TASK PROMPT ->
Retype all the data word for word.

Stored data entries
----

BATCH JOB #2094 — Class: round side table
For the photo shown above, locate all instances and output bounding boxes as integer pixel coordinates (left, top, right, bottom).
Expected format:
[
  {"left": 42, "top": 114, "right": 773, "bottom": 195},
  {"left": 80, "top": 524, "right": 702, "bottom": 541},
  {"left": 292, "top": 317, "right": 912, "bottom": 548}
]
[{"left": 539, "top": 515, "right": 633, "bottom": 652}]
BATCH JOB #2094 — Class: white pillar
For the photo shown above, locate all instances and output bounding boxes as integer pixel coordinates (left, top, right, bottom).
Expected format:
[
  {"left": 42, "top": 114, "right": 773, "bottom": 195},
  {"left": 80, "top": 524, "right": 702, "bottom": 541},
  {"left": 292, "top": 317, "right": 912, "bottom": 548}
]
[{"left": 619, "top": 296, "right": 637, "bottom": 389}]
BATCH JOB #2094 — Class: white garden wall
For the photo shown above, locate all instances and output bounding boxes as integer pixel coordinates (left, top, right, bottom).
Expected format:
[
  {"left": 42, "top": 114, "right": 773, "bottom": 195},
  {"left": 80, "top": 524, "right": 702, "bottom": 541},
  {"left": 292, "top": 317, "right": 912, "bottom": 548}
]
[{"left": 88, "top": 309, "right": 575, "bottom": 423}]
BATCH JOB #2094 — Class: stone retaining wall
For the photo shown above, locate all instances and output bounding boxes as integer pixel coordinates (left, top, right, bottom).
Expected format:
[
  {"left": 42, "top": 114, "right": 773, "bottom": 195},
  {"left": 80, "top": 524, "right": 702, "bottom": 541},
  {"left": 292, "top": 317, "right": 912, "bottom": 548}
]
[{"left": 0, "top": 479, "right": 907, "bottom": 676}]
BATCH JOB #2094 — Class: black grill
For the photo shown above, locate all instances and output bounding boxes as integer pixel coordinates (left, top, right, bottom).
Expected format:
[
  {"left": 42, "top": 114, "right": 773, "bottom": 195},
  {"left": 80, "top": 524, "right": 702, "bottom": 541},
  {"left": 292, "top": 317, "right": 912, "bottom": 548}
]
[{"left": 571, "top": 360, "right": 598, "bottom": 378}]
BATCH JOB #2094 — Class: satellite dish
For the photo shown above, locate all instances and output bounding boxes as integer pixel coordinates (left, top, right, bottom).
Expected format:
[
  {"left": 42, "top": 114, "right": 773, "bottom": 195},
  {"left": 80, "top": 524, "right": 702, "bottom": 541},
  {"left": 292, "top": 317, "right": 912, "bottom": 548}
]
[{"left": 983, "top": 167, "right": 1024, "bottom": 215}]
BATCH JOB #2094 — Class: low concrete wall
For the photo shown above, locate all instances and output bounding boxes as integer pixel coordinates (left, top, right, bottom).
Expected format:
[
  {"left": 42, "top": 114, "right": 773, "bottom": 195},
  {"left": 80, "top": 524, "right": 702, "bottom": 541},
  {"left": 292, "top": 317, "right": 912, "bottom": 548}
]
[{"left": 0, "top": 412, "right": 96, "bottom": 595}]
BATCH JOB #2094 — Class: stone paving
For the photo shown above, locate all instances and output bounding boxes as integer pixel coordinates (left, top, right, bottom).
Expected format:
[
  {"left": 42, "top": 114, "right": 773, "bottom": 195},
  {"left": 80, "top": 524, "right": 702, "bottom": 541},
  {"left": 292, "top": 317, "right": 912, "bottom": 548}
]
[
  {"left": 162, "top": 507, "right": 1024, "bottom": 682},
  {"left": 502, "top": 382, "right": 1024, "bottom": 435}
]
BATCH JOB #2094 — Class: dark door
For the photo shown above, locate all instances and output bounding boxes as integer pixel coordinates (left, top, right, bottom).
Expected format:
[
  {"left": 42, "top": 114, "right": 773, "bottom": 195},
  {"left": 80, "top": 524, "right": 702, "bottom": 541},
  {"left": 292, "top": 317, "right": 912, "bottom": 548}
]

----

SOLVED PROBLEM ->
BATCH JOB #2094 — Class: round side table
For the photo shown above, locate all instances and output bounding boxes as integer pixel coordinates (left, top, right, bottom).
Expected format:
[
  {"left": 42, "top": 114, "right": 773, "bottom": 195},
  {"left": 80, "top": 524, "right": 702, "bottom": 541},
  {"left": 292, "top": 317, "right": 912, "bottom": 548}
]
[{"left": 539, "top": 515, "right": 633, "bottom": 652}]
BATCH JOB #2094 — Class: white pillar
For the photo shown above, locate all instances and output bounding boxes as integer pixel coordinates (left, top, right, bottom).
Expected format:
[
  {"left": 42, "top": 114, "right": 773, "bottom": 195},
  {"left": 80, "top": 524, "right": 702, "bottom": 541},
  {"left": 292, "top": 317, "right": 912, "bottom": 548}
]
[{"left": 619, "top": 296, "right": 637, "bottom": 389}]
BATCH JOB #2094 — Class: white garden wall
For the photo shown above, locate all instances and output bounding boxes as integer pixel coordinates (left, top, right, bottom).
Expected format:
[
  {"left": 42, "top": 114, "right": 773, "bottom": 195},
  {"left": 80, "top": 524, "right": 702, "bottom": 541},
  {"left": 292, "top": 317, "right": 912, "bottom": 548}
]
[{"left": 88, "top": 309, "right": 575, "bottom": 423}]
BATCH JOB #2094 — Class: stone retaining wall
For the photo shown above, locate all instances and output bounding boxes as integer pixel coordinates (left, top, right, bottom).
Expected format:
[
  {"left": 42, "top": 114, "right": 773, "bottom": 195},
  {"left": 80, "top": 524, "right": 702, "bottom": 541},
  {"left": 292, "top": 317, "right": 912, "bottom": 548}
]
[{"left": 0, "top": 479, "right": 907, "bottom": 676}]
BATCH JOB #2094 — Class: black grill
For the photo shown above, locate all instances and output bounding boxes as integer pixel coordinates (left, top, right, bottom).
Expected format:
[
  {"left": 42, "top": 114, "right": 773, "bottom": 195},
  {"left": 80, "top": 524, "right": 702, "bottom": 541},
  {"left": 292, "top": 317, "right": 912, "bottom": 548}
]
[{"left": 571, "top": 360, "right": 598, "bottom": 378}]
BATCH JOB #2094 — Class: satellite dish
For the photo shown above, locate all instances and output bounding boxes as integer pixel coordinates (left, top, right, bottom).
Expected format:
[
  {"left": 42, "top": 114, "right": 773, "bottom": 195},
  {"left": 80, "top": 524, "right": 702, "bottom": 541},
  {"left": 292, "top": 317, "right": 912, "bottom": 548}
]
[{"left": 983, "top": 167, "right": 1024, "bottom": 215}]
BATCH JOB #2094 — Class: low concrete wall
For the photo shown above, locate all instances and output bounding boxes as integer pixel coordinates (left, top, right, bottom).
Expected format:
[
  {"left": 42, "top": 114, "right": 773, "bottom": 195},
  {"left": 80, "top": 524, "right": 702, "bottom": 541},
  {"left": 292, "top": 317, "right": 912, "bottom": 548}
]
[{"left": 0, "top": 412, "right": 96, "bottom": 595}]
BATCH JOB #2094 — Class: stone paving
For the photo shown above, locate all instances and output bounding boxes as integer pixel coordinates (left, top, right, bottom).
Expected format:
[
  {"left": 42, "top": 114, "right": 773, "bottom": 195},
  {"left": 80, "top": 524, "right": 702, "bottom": 541},
  {"left": 292, "top": 317, "right": 912, "bottom": 548}
]
[
  {"left": 162, "top": 507, "right": 1024, "bottom": 682},
  {"left": 502, "top": 382, "right": 1024, "bottom": 435}
]
BATCH JOB #2094 — Class: dark door
For the photo shown above, locate all instances and output bounding boxes as integer pixel coordinates (left, top, right, bottom).
Expected format:
[
  {"left": 42, "top": 114, "right": 773, "bottom": 195},
  {"left": 80, "top": 524, "right": 702, "bottom": 541},
  {"left": 292, "top": 317, "right": 912, "bottom": 548}
]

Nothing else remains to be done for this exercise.